● Dataset records:
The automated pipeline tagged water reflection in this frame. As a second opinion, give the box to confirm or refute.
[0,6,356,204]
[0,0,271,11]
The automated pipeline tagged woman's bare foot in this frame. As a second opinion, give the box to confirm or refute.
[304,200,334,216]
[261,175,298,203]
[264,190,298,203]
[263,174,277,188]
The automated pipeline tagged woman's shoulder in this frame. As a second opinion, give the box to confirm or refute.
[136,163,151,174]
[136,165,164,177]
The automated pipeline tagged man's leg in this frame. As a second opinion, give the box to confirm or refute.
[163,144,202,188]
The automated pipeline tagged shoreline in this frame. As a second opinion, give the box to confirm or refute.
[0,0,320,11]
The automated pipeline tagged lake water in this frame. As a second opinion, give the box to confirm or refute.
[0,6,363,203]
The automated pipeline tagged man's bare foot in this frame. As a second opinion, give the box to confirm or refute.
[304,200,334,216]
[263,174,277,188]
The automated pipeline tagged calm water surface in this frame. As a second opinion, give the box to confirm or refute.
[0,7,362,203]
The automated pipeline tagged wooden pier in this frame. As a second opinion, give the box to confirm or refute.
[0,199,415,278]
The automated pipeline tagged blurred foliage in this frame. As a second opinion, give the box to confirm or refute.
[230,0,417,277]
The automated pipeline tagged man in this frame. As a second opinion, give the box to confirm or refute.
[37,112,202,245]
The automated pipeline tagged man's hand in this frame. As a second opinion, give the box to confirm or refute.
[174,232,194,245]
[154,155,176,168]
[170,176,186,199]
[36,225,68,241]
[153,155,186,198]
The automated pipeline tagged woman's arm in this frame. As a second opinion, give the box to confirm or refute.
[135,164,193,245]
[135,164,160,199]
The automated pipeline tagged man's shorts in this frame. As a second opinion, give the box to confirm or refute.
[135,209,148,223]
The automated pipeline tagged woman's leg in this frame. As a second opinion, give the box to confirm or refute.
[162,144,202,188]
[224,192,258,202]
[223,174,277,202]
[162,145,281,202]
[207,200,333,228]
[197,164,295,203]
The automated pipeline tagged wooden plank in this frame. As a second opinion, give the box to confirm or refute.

● Directions for this task:
The reply should contain all of the entries exactly as shown above.

● Task solution:
The automated pipeline tagged water reflection in this frame. As a second opinion, give the box to confirm or refute.
[0,6,356,204]
[0,0,271,11]
The automated pipeline tagged woman's bare foot in this frame. As a second opinion, give the box to confirm or refute.
[304,200,334,216]
[261,175,298,203]
[264,190,298,203]
[263,174,277,188]
The automated pipeline tagged woman's shoulder in this frame. As a second opinion, give the box to confirm or refute.
[136,163,151,174]
[136,165,164,177]
The automated pipeline tagged man's leg in this frame. As a second opinion, give the box to confirm or refute.
[163,144,202,188]
The automated pipeline tagged shoreline in this frame. As a second opinion, give the box to confirm or refute.
[0,0,320,11]
The automated pipeline tagged lake water in this frame. As a second opinion, give the box to confirm or refute.
[0,6,363,203]
The automated pipeline tagged man's bare foot in this frame. As a second opinion, give the box to confirm or refute.
[304,200,334,216]
[263,174,277,188]
The automated pipeline tagged calm water surface in this frame. As a second opinion, give the box to confirm or refute.
[0,7,362,203]
The automated pipeline tagged wooden pier in this frame. As a second opinion, give the box to confirm or refute.
[0,199,415,278]
The automated pipeline tagged blurred foliage in this frame. As a second opinion, give the box to confirm or refute.
[230,0,417,277]
The automated pipeline tagged man in this frame. As a second opinion, give the box to confirm or refute.
[37,112,202,245]
The automated pipeline tagged man's hand in this frame. As a second opinion, give the box to confirm or refute.
[174,232,194,245]
[154,155,176,168]
[170,176,186,199]
[36,225,68,241]
[153,155,186,198]
The automated pipeline tagged woman's arm in this frame. As a second opinion, give the box to confirm or refute.
[135,164,193,245]
[135,164,160,199]
The automated pipeline tagged man's shorts in this frame. As a second opinion, give the box to confirm or refute.
[135,209,148,223]
The automated pipeline tagged woman's leg in this frame. As a second opinion, give the box to confirm or refute.
[162,144,202,188]
[224,192,258,202]
[223,174,277,202]
[162,145,281,202]
[207,200,333,228]
[197,164,295,203]
The automated pipeline tagged wooden plank in this frame. As a second opinion, give the box to confirm or refute.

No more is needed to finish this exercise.